> Gereksinim 1: Metin alıntısına göre Dilara Lokmanhekim Rio Olimpiyatları'ndan sonra neden yarışmalardan uzak kaldı? Sporculuk kariyerini bitirip eğitmenliğe geçme kararının gerekçesi neydi?

> Metin alıntısı:

========

DİLARA LOKMANHEKİM (AVRUPA VE TÜRKİYE ŞAMPİYONU)



BU SPORDA KABA KUVVETE YER YOK

- Ülkemizi gururla temsil ettiğiniz judo hikayen nasıl başladı?
- Çok hareketli bir çocukluk geçirdiğim için ailem beni küçük yaşlardan beri tenis, voleybol, basketbol sporlarına yönlendirdi, fakat ben her zaman çok çabuk sıkılıp farklı bir spor deneyimlemek istiyordum ve judo ile tanıştım. Bu spor çok kısa bir süre sonra en büyük tutkum haline geldi ve küçük yaşta olmama rağmen judoyu ve felsefesini hayat tarzı olarak benimsedim. Yeteneğimi keşfettikçe en büyük hayalim ülkemi judo branşında sporun zirvesi olan olimpiyatlarda temsil etmek oldu. 2007 yılından bu yana her yaş kategorisinde il, bölge ve Türkiye şampiyonu oldum. 2012 yılında iki ay ara ile iki farklı yaş kategorisinde Avrupa Şampiyonu oldum ve aynı yıl Avrupa'nın en iyi genç judocusu ödülünü aldım. 2015 yılında ise dünyanın en iyi ilk 16'sının davet edildiği World Master Yarışması'nda Türkiye'nin ilk madalyasını kazandım. Avrupa, dünya, Grand Prix ve Grand Slam turnuvalarında çok sayıda madalya ve dereceler elde ederek 2016 Rio Olimpiyatları'na katılmaya hak kazandım. Rio Olimpiyatları'ndan sonra yaşadığım talihsiz sakatlıklar nedeniyle yarışmalardan uzak kaldım ve uzak kaldığım bu süre içinde gerekli eğitimleri alarak yıllarca birçok başarı sığdırdığım sporculuk kariyerimi sonlandırıp edindiğim tecrübeleri judo felsefesine uygun bir şekilde gelecek nesillere aktarabilmek için eğitmenlik yapmaya karar verdim. Öğretmen olarak başladığım yeni kariyer hayatımı şimdi Checkmat İstanbul minderinde gelecek nesillere aktarıyorum.

- Judonun kökeni nedir?
- Judo Japonya kaynaklı Jim Jitsu'dan geliştirilmiş ve temel ilkeleri 1882 Jigoro Kano tarafından atılmıştır. Japon modern dövüş sanatlarının ilk örneği olmuştur. İlk olarak 1964 Tokyo Olimpiyatları'nda yer almıştır ve günümüzde halen olimpik spor branşıdır. Judo kelime anlamıyla nezaket, kibarlık, dürüstlük, doğru yol, prensipli olma ve doğru düşünce anlamlarını taşır.

- Daha çok kimler yapıyor bu sporu?

========

> Alıntılanan veriler:
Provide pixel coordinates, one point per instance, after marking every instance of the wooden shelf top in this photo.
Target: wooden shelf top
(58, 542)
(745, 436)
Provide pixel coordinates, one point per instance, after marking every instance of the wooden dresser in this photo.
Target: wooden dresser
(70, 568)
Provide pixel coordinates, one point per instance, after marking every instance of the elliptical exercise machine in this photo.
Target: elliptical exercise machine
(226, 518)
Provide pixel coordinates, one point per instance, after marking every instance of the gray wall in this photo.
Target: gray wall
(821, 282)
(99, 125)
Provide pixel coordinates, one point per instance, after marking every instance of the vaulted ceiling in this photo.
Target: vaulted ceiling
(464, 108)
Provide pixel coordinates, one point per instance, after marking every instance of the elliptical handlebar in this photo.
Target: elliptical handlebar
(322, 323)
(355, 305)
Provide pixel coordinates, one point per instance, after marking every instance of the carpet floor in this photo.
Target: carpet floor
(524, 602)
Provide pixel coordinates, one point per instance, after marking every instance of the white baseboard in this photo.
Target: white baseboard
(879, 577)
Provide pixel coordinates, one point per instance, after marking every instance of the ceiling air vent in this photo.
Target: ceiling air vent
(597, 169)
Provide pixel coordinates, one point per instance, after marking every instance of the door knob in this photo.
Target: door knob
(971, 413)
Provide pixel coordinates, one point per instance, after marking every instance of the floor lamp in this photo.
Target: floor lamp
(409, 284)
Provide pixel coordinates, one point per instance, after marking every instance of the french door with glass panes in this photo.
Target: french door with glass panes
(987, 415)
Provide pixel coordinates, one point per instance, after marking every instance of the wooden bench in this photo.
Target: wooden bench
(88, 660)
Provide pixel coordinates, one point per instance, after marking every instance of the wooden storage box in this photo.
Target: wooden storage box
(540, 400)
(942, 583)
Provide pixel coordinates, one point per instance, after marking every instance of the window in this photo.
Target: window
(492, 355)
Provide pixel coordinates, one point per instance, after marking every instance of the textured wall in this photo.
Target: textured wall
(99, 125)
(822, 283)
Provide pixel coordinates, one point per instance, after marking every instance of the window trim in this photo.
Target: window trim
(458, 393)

========

> Gereksinim 2: Kayıtlarda "lamp in this photo." ifadesini içeren satırdan başla ve kayıtların son satırına kadar, her iki uç dahil, satırları hiç değiştirmeden çıktı olarak ver.

> Beklenen yanıt 1: Rio Olimpiyatları'ndan sonra yaşadığı talihsiz sakatlıklar nedeniyle yarışmalardan uzak kaldı. Edindiği tecrübeleri judo felsefesine uygun bir şekilde gelecek nesillere aktarabilmek için kariyerini sonlandırıp eğitmenlik yapmaya karar verdi.

> Beklenen yanıt 2:
Provide pixel coordinates, one point per instance, after marking every instance of the floor lamp in this photo.
Target: floor lamp
(409, 284)
Provide pixel coordinates, one point per instance, after marking every instance of the french door with glass panes in this photo.
Target: french door with glass panes
(987, 415)
Provide pixel coordinates, one point per instance, after marking every instance of the wooden bench in this photo.
Target: wooden bench
(88, 660)
Provide pixel coordinates, one point per instance, after marking every instance of the wooden storage box in this photo.
Target: wooden storage box
(540, 400)
(942, 583)
Provide pixel coordinates, one point per instance, after marking every instance of the window in this photo.
Target: window
(492, 355)
Provide pixel coordinates, one point per instance, after marking every instance of the textured wall in this photo.
Target: textured wall
(99, 125)
(822, 283)
Provide pixel coordinates, one point per instance, after marking every instance of the window trim in this photo.
Target: window trim
(458, 393)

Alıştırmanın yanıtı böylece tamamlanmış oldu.